■ OBJECTIVE: Recast everything from the line containing "like [397, 157]." down to the end of the entries below as a JSON list of strings, one string per line and blank lines left out, with that first line included.

■ MATERIAL FOR THE TASK:
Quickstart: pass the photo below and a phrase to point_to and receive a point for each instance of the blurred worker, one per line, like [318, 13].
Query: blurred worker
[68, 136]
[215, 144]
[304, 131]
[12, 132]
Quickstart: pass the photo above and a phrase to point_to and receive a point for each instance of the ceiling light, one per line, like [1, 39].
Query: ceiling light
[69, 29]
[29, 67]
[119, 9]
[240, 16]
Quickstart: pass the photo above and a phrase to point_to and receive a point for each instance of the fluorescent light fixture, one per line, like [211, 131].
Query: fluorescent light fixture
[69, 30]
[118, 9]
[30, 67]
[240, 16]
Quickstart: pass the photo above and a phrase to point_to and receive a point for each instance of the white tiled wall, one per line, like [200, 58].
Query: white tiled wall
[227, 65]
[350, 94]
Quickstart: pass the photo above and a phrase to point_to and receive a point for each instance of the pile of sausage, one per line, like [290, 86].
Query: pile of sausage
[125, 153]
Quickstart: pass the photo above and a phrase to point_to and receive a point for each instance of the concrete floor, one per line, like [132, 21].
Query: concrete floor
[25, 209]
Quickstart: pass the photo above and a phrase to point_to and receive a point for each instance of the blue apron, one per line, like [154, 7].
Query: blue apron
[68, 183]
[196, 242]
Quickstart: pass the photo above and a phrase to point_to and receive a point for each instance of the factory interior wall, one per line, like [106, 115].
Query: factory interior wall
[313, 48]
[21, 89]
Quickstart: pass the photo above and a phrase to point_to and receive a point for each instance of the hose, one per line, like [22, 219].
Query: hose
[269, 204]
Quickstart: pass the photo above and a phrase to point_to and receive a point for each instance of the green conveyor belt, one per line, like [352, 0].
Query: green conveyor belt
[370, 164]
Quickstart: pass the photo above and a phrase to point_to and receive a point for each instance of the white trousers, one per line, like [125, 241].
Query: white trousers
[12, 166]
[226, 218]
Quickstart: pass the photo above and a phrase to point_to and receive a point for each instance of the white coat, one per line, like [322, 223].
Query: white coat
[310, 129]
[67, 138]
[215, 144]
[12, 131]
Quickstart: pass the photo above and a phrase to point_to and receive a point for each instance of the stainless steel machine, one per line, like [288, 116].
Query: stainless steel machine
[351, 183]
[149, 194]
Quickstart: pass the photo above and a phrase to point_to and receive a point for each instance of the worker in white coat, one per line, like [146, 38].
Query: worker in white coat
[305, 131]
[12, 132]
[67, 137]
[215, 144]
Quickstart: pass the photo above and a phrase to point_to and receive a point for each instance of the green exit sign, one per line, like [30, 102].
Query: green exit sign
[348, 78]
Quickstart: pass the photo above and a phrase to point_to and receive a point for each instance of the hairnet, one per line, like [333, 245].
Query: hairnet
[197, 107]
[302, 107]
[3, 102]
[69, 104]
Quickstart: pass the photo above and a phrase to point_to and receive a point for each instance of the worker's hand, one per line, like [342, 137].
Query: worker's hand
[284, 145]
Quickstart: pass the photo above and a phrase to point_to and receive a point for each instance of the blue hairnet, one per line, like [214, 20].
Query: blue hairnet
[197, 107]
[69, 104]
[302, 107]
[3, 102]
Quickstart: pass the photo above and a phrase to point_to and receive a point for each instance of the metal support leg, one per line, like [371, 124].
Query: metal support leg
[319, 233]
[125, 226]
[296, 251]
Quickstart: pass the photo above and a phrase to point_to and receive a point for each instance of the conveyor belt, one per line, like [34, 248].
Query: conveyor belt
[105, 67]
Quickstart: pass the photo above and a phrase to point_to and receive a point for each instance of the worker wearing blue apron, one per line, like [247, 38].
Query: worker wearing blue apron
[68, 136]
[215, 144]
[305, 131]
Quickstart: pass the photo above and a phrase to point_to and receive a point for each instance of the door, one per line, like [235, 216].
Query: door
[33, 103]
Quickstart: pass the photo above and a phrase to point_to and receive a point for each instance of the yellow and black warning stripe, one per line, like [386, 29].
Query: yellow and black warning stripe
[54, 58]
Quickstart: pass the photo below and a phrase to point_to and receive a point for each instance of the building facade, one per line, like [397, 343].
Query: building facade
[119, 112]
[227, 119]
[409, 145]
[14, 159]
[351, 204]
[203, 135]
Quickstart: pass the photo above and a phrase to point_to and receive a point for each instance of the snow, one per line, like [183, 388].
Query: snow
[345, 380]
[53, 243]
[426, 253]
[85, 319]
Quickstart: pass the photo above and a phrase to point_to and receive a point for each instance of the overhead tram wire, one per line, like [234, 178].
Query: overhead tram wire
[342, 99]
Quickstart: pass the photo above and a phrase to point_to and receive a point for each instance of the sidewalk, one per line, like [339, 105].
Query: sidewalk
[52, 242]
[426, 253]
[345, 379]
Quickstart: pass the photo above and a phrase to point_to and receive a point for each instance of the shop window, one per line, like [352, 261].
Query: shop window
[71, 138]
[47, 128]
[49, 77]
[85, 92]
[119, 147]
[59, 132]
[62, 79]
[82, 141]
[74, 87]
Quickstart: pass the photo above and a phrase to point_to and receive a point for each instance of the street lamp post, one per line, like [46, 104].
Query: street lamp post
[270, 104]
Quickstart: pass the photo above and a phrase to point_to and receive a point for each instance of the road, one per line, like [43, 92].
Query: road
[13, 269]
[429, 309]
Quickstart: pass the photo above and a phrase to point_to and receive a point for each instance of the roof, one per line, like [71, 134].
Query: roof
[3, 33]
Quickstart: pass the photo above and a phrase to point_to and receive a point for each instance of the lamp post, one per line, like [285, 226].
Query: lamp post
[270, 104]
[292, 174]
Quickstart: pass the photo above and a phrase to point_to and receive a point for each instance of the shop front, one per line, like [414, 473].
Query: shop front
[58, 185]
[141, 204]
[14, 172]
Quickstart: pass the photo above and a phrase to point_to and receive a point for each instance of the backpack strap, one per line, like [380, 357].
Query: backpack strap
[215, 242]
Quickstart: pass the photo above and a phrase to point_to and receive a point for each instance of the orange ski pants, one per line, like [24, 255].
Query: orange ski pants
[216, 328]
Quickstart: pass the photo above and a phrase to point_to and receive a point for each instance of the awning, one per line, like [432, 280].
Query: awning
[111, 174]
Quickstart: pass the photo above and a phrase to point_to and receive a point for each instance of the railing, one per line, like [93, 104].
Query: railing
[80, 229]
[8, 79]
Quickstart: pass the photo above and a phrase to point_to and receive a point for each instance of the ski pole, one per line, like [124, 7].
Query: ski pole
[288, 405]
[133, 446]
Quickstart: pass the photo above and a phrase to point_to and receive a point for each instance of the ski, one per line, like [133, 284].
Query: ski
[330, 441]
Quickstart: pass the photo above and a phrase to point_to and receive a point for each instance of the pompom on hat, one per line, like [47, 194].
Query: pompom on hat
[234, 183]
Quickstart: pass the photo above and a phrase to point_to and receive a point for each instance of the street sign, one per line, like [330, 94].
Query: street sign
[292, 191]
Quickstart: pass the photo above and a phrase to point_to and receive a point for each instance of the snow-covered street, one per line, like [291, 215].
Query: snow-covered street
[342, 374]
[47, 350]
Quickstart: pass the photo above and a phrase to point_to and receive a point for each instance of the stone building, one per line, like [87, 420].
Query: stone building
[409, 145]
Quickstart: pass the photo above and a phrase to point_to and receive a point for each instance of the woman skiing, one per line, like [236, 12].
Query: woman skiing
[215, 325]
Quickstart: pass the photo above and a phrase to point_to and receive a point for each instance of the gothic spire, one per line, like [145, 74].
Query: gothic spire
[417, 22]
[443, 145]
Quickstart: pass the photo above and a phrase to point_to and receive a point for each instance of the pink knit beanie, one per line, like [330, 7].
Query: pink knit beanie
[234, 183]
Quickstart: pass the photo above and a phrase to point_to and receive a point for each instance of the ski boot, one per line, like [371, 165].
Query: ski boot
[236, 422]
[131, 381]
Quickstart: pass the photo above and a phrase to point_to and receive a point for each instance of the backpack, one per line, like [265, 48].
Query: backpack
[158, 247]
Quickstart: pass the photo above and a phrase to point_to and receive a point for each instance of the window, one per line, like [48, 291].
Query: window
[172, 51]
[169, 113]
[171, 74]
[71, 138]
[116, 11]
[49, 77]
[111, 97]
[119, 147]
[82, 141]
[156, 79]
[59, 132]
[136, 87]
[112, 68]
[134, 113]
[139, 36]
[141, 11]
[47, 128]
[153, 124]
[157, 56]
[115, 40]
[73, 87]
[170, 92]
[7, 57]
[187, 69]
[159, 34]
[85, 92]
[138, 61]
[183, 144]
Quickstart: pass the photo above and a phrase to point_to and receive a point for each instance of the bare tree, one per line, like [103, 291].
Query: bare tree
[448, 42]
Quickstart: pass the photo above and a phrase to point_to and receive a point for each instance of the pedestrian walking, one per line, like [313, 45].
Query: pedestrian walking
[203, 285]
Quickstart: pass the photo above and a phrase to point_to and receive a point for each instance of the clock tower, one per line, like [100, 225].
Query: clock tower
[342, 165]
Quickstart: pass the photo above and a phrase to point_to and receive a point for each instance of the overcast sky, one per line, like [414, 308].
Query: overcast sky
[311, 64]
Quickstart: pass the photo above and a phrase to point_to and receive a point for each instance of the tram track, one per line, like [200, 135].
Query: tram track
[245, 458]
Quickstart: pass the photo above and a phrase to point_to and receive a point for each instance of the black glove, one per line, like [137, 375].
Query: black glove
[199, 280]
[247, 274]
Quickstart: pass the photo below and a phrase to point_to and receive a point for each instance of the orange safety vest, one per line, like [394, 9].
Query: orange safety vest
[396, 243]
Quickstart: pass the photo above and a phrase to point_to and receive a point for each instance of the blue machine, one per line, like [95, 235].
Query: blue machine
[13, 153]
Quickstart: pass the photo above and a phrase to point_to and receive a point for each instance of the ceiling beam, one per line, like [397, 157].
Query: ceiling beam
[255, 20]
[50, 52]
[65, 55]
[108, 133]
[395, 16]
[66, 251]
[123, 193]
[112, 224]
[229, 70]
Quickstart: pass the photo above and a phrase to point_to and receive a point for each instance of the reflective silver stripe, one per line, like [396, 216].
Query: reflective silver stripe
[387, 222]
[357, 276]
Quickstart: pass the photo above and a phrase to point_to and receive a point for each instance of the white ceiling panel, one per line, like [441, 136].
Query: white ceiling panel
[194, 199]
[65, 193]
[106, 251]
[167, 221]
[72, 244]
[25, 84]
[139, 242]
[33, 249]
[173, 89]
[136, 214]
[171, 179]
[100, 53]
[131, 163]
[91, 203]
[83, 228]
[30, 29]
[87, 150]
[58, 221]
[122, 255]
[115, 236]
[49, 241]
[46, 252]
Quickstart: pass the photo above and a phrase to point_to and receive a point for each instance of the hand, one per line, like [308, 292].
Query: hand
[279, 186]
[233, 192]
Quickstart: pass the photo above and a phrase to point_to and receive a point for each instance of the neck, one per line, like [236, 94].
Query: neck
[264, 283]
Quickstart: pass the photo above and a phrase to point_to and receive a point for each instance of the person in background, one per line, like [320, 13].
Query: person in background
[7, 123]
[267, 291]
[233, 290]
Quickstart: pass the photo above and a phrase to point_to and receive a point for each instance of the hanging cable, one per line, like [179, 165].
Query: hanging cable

■ EXPECTED ANSWER:
[
  "Quickstart: pass the photo above and a phrase to point_to and receive a point for each instance of the ceiling beam, one per line, like [397, 157].",
  "Query: ceiling beam",
  "[255, 20]",
  "[50, 52]",
  "[65, 55]",
  "[108, 133]",
  "[395, 16]",
  "[66, 251]",
  "[123, 193]",
  "[112, 224]",
  "[229, 70]",
  "Quickstart: pass the photo above and a phrase to point_to and receive a point for each instance of the reflective silver stripe, one per line, like [396, 216].",
  "Query: reflective silver stripe",
  "[387, 222]",
  "[357, 276]",
  "Quickstart: pass the photo above and a phrase to point_to and receive a point for each instance of the white ceiling panel, one per line, like [441, 136].",
  "Query: white ceiling panel",
  "[194, 199]",
  "[65, 193]",
  "[106, 251]",
  "[167, 221]",
  "[72, 244]",
  "[25, 84]",
  "[139, 242]",
  "[33, 249]",
  "[173, 89]",
  "[136, 214]",
  "[171, 179]",
  "[100, 53]",
  "[131, 163]",
  "[91, 203]",
  "[83, 228]",
  "[30, 29]",
  "[87, 150]",
  "[58, 221]",
  "[122, 255]",
  "[115, 236]",
  "[49, 241]",
  "[46, 252]",
  "Quickstart: pass the photo above and a phrase to point_to and receive a point for each instance of the hand, one per line, like [308, 292].",
  "Query: hand",
  "[279, 186]",
  "[233, 192]",
  "Quickstart: pass the photo above and a phrase to point_to and receive a point for each instance of the neck, one per line, like [236, 94].",
  "Query: neck",
  "[264, 283]",
  "Quickstart: pass the photo above and a phrase to point_to and receive a point for each instance of the person in background, one per line, like [320, 13].",
  "Query: person in background",
  "[7, 123]",
  "[267, 291]",
  "[233, 290]",
  "Quickstart: pass the photo above and a phrase to point_to and receive a point for each instance of the hanging cable, one per line, like [179, 165].",
  "Query: hanging cable"
]